_RAW RECORDS_:

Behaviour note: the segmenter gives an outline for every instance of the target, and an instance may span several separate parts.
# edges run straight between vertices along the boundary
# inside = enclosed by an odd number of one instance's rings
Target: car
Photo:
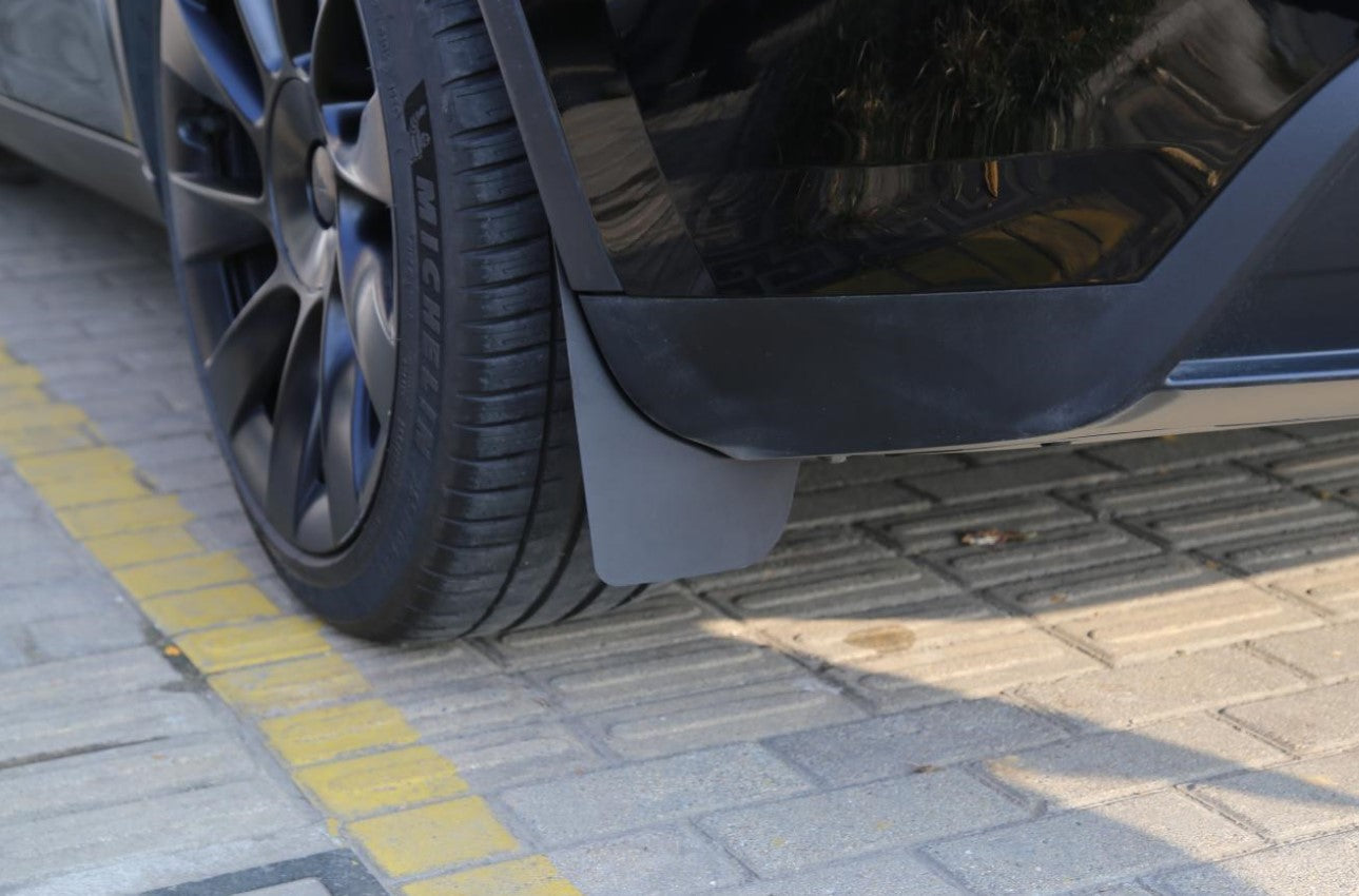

_EXERCISE TASK_:
Copy every line of the records above word for word, but leave the picture out of your answer.

_REPLY TO THE EXERCISE_:
Behaviour note: the segmenter gives an outline for every instance of the target, and an instance may span several separate parts.
# edges run straight between vertices along the boundary
# inside = enclosed by an odd number of one instance's rings
Target: car
Photo:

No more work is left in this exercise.